Requirement: After locating the line that contains "If you could tag the brass mesh" in the records below, write out exactly that line and each line after it through the one that contains "If you could tag the mahogany", and nothing else.

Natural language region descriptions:
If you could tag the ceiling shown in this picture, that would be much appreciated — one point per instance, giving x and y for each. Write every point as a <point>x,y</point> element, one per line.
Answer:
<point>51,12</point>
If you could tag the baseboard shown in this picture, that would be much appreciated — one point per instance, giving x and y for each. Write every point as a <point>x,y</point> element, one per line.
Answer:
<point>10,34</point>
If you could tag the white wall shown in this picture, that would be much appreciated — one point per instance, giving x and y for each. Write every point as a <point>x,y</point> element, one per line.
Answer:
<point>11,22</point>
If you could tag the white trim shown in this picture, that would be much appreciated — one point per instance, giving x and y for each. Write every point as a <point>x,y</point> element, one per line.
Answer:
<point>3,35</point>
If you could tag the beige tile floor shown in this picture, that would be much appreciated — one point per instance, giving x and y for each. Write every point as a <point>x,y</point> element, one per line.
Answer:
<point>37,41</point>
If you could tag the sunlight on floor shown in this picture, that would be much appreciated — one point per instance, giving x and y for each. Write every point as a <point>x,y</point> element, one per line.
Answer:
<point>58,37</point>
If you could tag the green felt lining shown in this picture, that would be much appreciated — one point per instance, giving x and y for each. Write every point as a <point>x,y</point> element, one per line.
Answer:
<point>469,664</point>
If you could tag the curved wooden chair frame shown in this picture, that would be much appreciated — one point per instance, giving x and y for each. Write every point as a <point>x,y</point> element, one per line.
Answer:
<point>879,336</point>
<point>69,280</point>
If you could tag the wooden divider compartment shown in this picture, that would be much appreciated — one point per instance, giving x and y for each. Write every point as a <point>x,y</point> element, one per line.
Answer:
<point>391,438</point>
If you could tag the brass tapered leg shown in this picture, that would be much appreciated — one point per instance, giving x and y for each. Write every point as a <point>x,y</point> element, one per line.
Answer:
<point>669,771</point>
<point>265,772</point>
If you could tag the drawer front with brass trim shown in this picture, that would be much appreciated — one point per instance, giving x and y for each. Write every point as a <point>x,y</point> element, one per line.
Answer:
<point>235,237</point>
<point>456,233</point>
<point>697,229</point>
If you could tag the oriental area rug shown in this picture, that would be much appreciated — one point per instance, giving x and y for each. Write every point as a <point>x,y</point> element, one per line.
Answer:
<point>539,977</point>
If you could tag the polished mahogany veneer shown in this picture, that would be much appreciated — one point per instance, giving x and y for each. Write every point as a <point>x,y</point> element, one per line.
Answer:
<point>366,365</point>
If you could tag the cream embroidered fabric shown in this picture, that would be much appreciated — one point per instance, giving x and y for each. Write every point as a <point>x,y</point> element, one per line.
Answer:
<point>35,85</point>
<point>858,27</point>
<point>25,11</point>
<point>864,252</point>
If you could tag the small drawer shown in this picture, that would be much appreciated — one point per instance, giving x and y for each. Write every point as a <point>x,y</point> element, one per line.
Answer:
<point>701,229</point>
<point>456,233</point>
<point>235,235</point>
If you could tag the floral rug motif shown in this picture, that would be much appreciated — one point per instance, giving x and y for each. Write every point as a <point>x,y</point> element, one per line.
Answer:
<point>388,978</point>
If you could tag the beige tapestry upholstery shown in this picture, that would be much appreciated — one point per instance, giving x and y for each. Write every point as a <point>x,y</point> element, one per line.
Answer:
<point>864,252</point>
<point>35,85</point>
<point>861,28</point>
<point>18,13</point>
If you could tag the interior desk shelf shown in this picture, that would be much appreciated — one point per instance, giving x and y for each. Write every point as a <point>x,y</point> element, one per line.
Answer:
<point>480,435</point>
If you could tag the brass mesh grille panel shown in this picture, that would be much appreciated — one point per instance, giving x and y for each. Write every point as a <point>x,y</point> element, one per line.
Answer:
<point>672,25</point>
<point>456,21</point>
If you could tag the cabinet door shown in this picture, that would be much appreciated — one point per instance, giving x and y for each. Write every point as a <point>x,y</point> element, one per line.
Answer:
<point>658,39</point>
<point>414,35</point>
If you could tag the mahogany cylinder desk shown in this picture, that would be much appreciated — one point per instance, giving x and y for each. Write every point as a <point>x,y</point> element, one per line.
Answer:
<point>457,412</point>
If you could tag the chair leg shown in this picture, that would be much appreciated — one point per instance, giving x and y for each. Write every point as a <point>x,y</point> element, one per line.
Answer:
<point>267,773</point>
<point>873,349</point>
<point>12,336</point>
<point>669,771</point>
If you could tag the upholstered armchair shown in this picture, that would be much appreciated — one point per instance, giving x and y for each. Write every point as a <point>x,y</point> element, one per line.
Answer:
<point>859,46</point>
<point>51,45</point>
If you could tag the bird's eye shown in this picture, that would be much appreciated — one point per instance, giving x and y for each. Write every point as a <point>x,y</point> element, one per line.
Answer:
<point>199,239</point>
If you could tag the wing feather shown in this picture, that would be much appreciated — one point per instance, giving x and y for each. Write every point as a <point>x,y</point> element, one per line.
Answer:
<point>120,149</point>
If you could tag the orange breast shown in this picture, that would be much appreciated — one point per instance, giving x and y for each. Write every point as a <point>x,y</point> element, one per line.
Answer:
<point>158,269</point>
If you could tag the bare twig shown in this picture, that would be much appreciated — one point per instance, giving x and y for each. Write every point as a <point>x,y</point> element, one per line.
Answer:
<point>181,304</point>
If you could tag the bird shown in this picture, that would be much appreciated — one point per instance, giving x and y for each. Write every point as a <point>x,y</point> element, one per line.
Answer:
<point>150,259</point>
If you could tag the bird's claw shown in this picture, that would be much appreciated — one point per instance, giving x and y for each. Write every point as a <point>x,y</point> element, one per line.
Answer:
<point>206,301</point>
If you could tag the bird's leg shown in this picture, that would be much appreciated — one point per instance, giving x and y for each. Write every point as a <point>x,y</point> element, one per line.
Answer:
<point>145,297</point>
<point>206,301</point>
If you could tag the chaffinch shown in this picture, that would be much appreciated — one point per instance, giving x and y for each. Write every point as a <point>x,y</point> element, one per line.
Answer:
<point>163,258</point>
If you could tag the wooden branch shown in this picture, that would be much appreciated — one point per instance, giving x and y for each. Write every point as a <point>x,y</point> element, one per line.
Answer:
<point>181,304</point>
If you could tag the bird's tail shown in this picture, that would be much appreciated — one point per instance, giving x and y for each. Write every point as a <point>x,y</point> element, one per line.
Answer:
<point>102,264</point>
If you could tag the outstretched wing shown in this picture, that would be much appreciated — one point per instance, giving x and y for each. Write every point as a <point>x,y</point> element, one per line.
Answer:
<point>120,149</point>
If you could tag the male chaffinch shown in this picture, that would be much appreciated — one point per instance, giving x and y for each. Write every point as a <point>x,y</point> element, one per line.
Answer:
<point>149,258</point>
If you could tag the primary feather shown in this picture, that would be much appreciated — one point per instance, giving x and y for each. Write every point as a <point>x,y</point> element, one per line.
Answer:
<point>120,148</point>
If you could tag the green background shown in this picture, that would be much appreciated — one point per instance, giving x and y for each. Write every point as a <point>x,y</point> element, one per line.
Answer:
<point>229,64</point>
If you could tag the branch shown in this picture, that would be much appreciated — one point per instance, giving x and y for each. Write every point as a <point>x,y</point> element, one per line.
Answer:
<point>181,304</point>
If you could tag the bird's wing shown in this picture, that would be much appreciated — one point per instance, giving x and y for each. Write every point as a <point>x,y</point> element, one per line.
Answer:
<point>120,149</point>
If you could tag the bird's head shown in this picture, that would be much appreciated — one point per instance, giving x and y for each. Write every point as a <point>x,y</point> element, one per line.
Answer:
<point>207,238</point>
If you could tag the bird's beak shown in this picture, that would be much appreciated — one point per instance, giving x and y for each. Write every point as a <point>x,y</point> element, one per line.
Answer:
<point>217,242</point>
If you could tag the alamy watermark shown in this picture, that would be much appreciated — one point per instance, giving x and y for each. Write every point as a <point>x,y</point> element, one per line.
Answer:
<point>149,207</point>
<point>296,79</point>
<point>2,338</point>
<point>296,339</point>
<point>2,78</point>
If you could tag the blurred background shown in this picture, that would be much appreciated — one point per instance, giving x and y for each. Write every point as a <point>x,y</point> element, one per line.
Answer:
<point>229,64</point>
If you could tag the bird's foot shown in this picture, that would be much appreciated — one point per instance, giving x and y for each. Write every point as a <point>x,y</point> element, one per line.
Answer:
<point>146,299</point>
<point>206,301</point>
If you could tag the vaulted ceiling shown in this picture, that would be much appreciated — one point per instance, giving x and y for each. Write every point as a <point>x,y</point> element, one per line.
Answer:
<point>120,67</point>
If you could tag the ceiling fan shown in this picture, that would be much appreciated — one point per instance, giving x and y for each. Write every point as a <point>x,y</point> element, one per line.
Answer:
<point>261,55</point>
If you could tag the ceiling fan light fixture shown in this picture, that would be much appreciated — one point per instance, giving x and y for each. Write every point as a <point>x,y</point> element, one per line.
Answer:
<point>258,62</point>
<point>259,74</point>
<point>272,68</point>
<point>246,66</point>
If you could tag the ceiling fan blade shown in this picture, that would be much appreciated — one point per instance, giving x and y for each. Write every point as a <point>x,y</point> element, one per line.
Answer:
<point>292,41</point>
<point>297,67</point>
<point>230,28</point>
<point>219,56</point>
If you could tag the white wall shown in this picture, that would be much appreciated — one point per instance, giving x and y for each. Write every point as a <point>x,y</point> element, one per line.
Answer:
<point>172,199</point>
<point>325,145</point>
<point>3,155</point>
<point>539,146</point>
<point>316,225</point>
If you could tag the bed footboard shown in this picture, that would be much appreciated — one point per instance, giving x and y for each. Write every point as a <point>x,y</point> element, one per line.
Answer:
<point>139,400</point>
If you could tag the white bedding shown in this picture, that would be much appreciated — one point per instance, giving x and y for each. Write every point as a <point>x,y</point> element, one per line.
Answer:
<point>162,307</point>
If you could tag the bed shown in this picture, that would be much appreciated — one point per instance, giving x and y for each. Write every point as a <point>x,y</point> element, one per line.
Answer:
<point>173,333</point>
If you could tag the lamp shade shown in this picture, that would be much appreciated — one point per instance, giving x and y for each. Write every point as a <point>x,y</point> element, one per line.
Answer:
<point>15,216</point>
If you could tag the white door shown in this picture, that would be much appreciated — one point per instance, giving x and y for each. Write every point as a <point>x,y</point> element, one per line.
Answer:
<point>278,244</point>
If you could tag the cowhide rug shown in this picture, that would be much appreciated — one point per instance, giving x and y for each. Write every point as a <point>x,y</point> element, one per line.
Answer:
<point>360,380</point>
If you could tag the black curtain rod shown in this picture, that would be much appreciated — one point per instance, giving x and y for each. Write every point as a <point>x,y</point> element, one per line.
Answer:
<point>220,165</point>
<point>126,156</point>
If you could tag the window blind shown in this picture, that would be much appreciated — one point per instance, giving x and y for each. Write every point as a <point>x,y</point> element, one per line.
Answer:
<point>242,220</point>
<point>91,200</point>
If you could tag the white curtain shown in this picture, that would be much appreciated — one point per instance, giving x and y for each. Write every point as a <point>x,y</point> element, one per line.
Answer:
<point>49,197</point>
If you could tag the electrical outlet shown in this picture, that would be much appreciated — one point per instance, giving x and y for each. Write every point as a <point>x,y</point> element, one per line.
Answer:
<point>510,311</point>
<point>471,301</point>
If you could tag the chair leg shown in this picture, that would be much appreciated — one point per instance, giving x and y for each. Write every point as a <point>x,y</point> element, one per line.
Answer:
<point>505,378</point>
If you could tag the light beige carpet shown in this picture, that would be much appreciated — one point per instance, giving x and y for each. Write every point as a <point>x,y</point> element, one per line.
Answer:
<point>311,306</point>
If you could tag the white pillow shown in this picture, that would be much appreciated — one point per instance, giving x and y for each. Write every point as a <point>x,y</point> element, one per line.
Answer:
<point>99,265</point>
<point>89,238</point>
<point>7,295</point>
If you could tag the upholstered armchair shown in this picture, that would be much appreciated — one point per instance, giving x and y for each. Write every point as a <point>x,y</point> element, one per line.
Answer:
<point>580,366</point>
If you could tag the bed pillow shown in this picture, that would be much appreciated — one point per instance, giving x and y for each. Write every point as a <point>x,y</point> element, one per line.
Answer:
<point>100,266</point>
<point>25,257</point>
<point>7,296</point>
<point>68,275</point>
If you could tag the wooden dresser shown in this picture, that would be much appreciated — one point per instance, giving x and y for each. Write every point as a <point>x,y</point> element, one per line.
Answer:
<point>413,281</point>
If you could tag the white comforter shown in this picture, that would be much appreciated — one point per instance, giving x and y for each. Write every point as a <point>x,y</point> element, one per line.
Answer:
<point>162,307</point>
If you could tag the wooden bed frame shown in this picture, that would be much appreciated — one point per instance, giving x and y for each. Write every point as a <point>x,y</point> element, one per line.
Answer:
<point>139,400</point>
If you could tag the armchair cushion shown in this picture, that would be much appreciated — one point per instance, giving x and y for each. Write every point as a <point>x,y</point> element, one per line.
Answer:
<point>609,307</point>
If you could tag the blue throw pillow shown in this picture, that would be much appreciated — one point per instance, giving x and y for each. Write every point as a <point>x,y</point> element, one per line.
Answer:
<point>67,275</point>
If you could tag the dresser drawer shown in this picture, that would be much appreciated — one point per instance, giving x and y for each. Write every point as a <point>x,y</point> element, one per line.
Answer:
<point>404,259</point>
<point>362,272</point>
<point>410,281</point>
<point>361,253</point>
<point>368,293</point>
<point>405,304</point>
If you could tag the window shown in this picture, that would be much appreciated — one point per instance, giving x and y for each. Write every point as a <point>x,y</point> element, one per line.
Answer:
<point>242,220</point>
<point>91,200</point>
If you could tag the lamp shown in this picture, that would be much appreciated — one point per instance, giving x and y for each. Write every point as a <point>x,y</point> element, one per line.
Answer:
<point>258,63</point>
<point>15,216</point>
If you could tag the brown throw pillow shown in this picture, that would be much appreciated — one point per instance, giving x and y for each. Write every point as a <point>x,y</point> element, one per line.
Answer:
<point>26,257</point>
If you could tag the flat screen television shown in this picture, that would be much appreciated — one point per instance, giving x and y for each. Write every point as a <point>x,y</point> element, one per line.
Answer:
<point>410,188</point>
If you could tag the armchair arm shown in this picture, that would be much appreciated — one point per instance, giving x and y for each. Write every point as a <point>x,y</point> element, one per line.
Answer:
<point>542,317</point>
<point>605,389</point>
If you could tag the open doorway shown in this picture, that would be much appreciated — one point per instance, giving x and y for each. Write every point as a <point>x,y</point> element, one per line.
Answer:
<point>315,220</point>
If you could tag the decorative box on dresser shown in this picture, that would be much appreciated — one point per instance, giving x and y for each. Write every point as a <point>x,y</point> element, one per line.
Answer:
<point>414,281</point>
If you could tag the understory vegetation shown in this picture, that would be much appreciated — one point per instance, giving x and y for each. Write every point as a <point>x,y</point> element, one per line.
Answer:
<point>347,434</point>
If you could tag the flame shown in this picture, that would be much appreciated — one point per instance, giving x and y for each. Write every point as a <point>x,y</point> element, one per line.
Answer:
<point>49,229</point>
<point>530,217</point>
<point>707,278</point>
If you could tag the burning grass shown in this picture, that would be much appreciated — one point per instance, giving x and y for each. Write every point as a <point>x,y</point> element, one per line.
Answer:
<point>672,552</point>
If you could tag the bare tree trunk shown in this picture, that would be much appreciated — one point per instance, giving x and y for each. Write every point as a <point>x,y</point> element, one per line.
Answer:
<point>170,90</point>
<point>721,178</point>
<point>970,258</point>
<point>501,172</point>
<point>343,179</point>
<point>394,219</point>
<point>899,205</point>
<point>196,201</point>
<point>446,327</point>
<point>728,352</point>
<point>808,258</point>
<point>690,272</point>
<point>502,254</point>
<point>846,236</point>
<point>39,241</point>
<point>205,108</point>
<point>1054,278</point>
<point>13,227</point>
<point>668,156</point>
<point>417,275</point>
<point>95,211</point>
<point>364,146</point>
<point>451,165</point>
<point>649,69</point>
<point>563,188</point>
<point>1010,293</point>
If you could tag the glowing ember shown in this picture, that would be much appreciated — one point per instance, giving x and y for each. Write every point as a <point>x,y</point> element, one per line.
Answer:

Reply to the task:
If you could tag the brass mesh grille panel shown in this picture, that would be much appreciated — one point per instance, giving x and y for each. Write every point as a <point>x,y</point> element, one per line.
Answer:
<point>672,25</point>
<point>456,21</point>
If you could tag the cabinet door shown in this picture, that would be much appreciated — one point per instance, giving x and y for each. Write every point as a <point>x,y</point> element, one per line.
Answer:
<point>658,39</point>
<point>414,35</point>
If you could tag the mahogany cylinder desk shown in this picture, that would be much appreciated — one point per instance, giving x and y for each. Write every point as a <point>x,y</point> element, one per line.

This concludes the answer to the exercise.